◆ EXCERPTED PASSAGE
Nathan Schmidt wrote:
Dormando,
The most intense performance hits for us have come from losing storage
nodes and the resulting rebalance operations putting a lot of
read/write load on the tables. Worst case we've seen was almost 20
hours of thrashing. Not really user-affecting but it did peg a lot of
ops charts.
We have huge storage hosts (bad idea, I know). So losing an entire host,
while infrequent, can cause thrashing of up to a week. Lowering the
replicate workers prevents it from actually hurting anything, but it
does run full tilt for a while. We have some ideas floating around to
make this less painful / adjustable. Probably won't do them for a while
though :\
We're far from optimal - using UTF-8 collations/charsets which seems
to unconditionally add a great deal of overhead to index sizes. Our
initial bring-up was on a clean debian box so we went with MyISAM,
which does have its problems - index corruption, O(n) repairs, ugh.
Functional but non-optimal. Good point about the optimize table
routine, we probably haven't done that for a while.
Oh man :)
Switch to InnoDB as soon as possible! The access patterns were designed
for InnoDB, and you're very likely to get lock thrashing under MyISAM.
MogileFS also counts on the database being fairly reliable.
Get a box with a decent RAID housing battery backed write cache, get
more RAM, and switch to InnoDB :) Should be way faster even if the data
size jumps a bit during the switch. OPTIMIZE TABLE still applies.

(Data items)
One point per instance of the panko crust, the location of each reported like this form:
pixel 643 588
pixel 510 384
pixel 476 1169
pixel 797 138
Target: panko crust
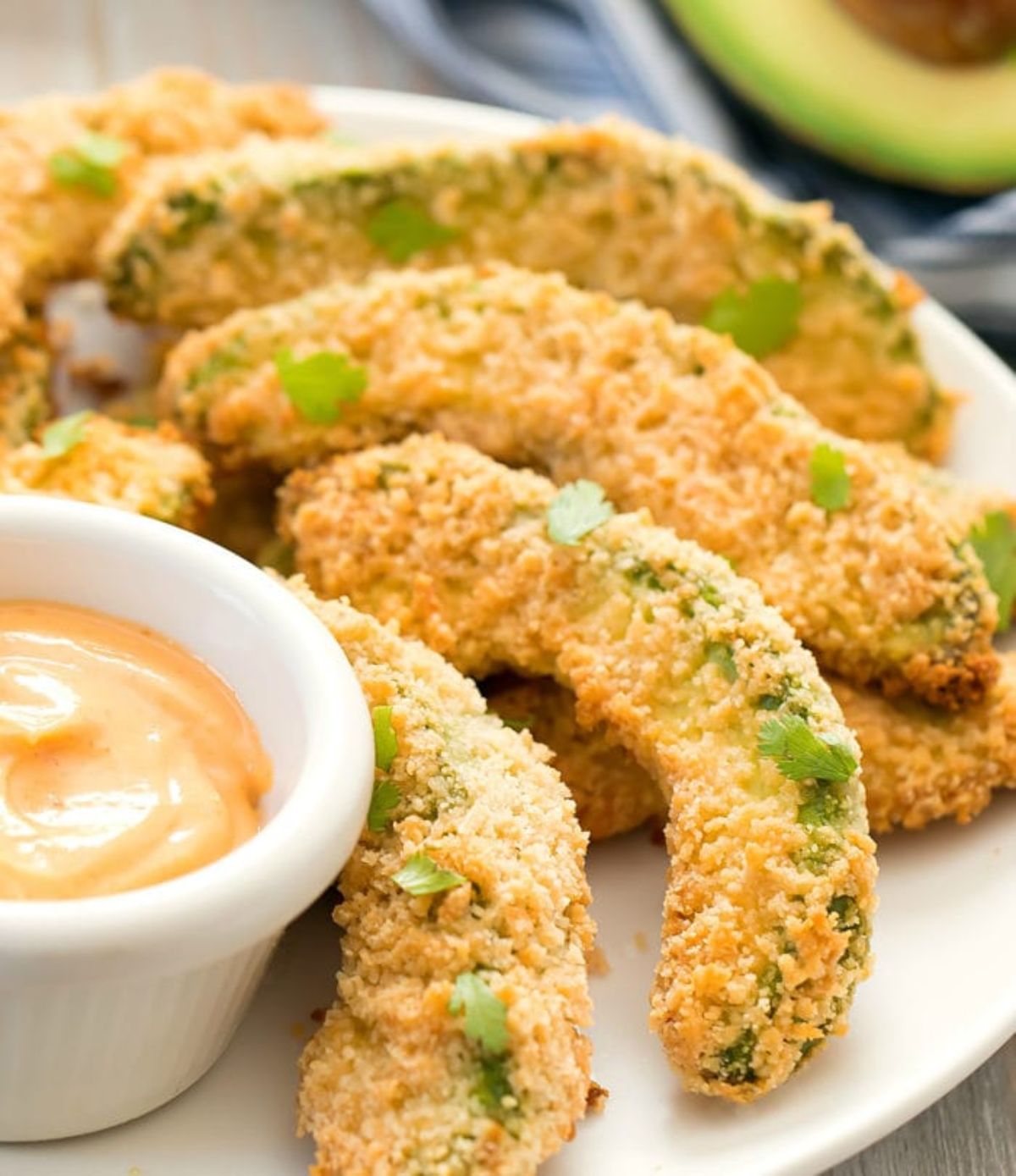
pixel 389 1083
pixel 48 230
pixel 921 765
pixel 770 889
pixel 611 792
pixel 150 472
pixel 613 206
pixel 671 417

◆ EXERCISE AIM
Continue the forum thread about MogileFS database performance, starting after its last sentence. The listing comes from a separate source.

◆ ANSWER
We do a lot of list_keys operations when our caches are cold because
we're using mogile as our primary datastore for wiki page revisions -
we didn't really anticipate the rest of our infrastructure handling
this kind of data size so well so mogile's been left alone while the
rest of our system has become much more efficient and
well-distributed. We're on all-commodity hardware, and those boxes max
out at 8Gb each, which puts a ceiling on where we can go without
moving to some substantially more expensive systems. Our file.MYI and
file_on.MYI are 8.5Gb together, which means MySQL is doing some
interesting tricks to keep things running smoothly. That said, we're
getting ready to bite the bullet and bring in somewhat more
substantial boxes for our tracker dbs, oh well.
I think 16-32G are still commodity (see Ask's response)...
I don't really believe you lose out once the index is large than RAM.
Especially with MyISAM files, you lose out when your key_reads over
key_read_requests get above nothing. A bulk of your data is unlikely to
be active, so the entire index is never cached in RAM. Under innodb you
give both the index _and_ data caches a large sum of memory, which are
also LRU's.
So while my mogilefs DB's have 50G+ datafiles sometimes, 8-16G of RAM is
plenty. The writeback cache is a gigantic win due to all of the scratch
writes mogilefs does. Also switching to deadline elevator for the io
scheduler... The read is read cache, and you're caching hot paths :)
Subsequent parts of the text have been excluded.